_Exercise description:_ Please copy the text about Frank Frontera, the Maspeth barber and volunteer fireman, word for word in full.

_Supplied text:_
By The Greater Astoria Historical Society

In April 1938, a local newspaper profiled Frank Frontera of Maspeth. He was retired by then and preferred to tend his garden and dote on his family, particularly his grandchildren. Frontera’s reflections on his past and his adopted community pleased him to no end — and for good reason.

He was someone who lived life to its fullest in what was perhaps a simpler time, an era when everyone lived in a small town, knew each other and pitched in to make their community work.

Frontera, a native of Florence, traveled the world but eventually settled in Maspeth and became the town barber. Customers in his shop could blithely observe horse-drawn trolleys going about their way as they awaited a cut or shave.

But he did more than just cut hair for a living on Grand Avenue. Frontera’s place was also a forum where farmers from neighboring Middle Village or Newtown lingered to discuss issues and politics.

As if all this was not enough to fulfill anyone’s existence, there was still one wonderful aspect to Frontera’s worth mentioning: his role as a local volunteer fire fighter with Maspeth Engine Co. 4. Frontera’s involvement took place in an age when horse-drawn steam engines were state of the art.

That is, of course, when a horse belonging to one of the volunteers happened to be at hand. When none were available, firemen would rush along Grand Avenue to flag down any driver whose horses they would use until the job was done. Lest these drivers feel unduly deprived, the company would later compensate them with $3 for the use of their steeds.

Frontera retired from his heady firefighting days in 1905. His son, Joe, succeeded him.

Frontera reminisced about his role in quelling two large fires, one in the Ridgewood Car Barns and the other at a lumberyard in Maspeth. But at any time when the emergency whistle — located on top of an industrial building behind Mount Olivet cemetery — blew, Frontera’s barbershop door slammed shut “and many times a farmer had to respond to a fire with lather on his face.” This might easily be construed as a comical scene out of a silent movie were it not so serious.

Although he is now long gone and there is no one likely around today who could claim to have known him personally, we should still do well to pause and remember him because he has a lesson for us.

Service to the community was the top order of the day.

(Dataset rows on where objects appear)
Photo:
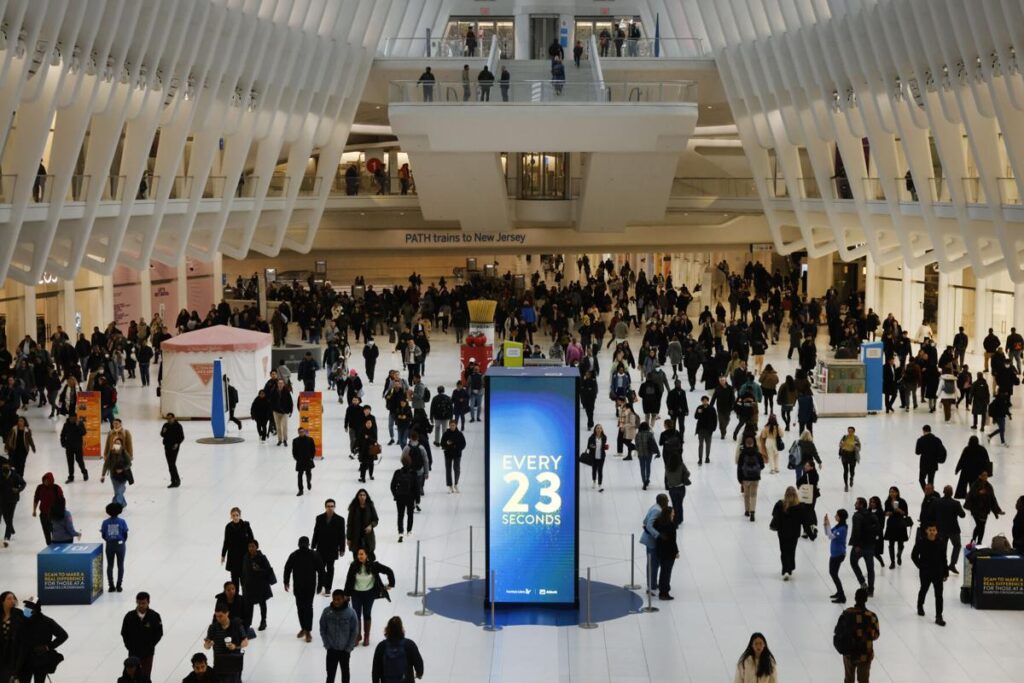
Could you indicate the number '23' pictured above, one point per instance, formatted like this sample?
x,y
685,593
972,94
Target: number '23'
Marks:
x,y
549,489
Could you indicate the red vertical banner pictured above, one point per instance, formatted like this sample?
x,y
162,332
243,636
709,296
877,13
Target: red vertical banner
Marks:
x,y
311,417
88,408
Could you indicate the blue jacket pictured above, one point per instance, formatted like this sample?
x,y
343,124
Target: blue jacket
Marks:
x,y
339,628
649,536
837,548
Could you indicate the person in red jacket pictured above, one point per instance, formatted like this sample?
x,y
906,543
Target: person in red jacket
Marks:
x,y
46,494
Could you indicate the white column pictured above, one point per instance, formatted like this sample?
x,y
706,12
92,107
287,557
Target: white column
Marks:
x,y
982,314
870,285
69,309
107,301
182,289
145,287
906,299
218,276
29,312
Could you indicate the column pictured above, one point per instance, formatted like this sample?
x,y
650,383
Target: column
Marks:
x,y
218,276
819,275
29,313
145,287
906,299
982,314
68,310
107,301
870,286
181,285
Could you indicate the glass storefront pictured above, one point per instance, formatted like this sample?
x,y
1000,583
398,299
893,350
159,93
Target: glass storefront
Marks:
x,y
485,28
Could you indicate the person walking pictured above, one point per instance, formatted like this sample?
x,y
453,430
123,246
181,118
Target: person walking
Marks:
x,y
339,629
303,452
453,442
114,531
226,637
862,536
757,665
257,578
849,454
749,466
283,407
787,518
365,586
141,631
932,454
238,534
46,495
329,541
396,657
646,452
707,420
261,413
73,439
837,551
363,520
172,435
929,555
855,633
668,551
306,568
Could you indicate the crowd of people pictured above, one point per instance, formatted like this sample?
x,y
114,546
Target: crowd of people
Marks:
x,y
588,323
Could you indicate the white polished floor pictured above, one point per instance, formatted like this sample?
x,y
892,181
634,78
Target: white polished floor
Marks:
x,y
726,584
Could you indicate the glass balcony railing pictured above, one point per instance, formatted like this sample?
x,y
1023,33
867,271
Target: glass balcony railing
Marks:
x,y
714,187
666,48
434,48
537,92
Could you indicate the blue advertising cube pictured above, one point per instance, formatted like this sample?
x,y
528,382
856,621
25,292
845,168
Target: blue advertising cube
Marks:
x,y
70,573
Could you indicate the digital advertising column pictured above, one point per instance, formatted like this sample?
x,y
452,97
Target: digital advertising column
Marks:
x,y
531,474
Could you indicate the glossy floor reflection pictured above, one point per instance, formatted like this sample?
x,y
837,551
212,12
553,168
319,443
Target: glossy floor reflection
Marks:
x,y
726,583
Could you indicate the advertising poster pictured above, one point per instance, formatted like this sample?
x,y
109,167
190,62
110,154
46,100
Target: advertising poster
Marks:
x,y
531,484
88,409
311,417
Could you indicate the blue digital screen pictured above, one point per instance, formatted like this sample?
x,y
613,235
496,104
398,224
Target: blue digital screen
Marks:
x,y
531,437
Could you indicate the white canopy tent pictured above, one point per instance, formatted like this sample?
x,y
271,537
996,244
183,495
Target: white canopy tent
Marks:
x,y
186,387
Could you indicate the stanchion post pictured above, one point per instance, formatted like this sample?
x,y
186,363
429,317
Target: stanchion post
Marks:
x,y
424,611
470,575
633,586
493,626
415,593
588,624
649,607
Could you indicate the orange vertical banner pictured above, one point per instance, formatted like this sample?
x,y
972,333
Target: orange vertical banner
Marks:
x,y
88,408
311,417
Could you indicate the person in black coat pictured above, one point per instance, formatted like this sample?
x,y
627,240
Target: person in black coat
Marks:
x,y
141,630
329,541
257,577
261,414
948,513
306,567
172,435
238,534
932,453
304,451
930,556
974,460
41,637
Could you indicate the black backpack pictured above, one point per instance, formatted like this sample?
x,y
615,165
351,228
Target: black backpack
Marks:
x,y
395,667
845,637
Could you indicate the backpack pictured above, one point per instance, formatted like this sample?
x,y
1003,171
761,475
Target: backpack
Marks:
x,y
795,456
845,637
395,666
750,465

_Task answer:_
By The Greater Astoria Historical Society

In April 1938, a local newspaper profiled Frank Frontera of Maspeth. He was retired by then and preferred to tend his garden and dote on his family, particularly his grandchildren. Frontera’s reflections on his past and his adopted community pleased him to no end — and for good reason.

He was someone who lived life to its fullest in what was perhaps a simpler time, an era when everyone lived in a small town, knew each other and pitched in to make their community work.

Frontera, a native of Florence, traveled the world but eventually settled in Maspeth and became the town barber. Customers in his shop could blithely observe horse-drawn trolleys going about their way as they awaited a cut or shave.

But he did more than just cut hair for a living on Grand Avenue. Frontera’s place was also a forum where farmers from neighboring Middle Village or Newtown lingered to discuss issues and politics.

As if all this was not enough to fulfill anyone’s existence, there was still one wonderful aspect to Frontera’s worth mentioning: his role as a local volunteer fire fighter with Maspeth Engine Co. 4. Frontera’s involvement took place in an age when horse-drawn steam engines were state of the art.

That is, of course, when a horse belonging to one of the volunteers happened to be at hand. When none were available, firemen would rush along Grand Avenue to flag down any driver whose horses they would use until the job was done. Lest these drivers feel unduly deprived, the company would later compensate them with $3 for the use of their steeds.

Frontera retired from his heady firefighting days in 1905. His son, Joe, succeeded him.

Frontera reminisced about his role in quelling two large fires, one in the Ridgewood Car Barns and the other at a lumberyard in Maspeth. But at any time when the emergency whistle — located on top of an industrial building behind Mount Olivet cemetery — blew, Frontera’s barbershop door slammed shut “and many times a farmer had to respond to a fire with lather on his face.” This might easily be construed as a comical scene out of a silent movie were it not so serious.

Although he is now long gone and there is no one likely around today who could claim to have known him personally, we should still do well to pause and remember him because he has a lesson for us.

Service to the community was the top order of the day.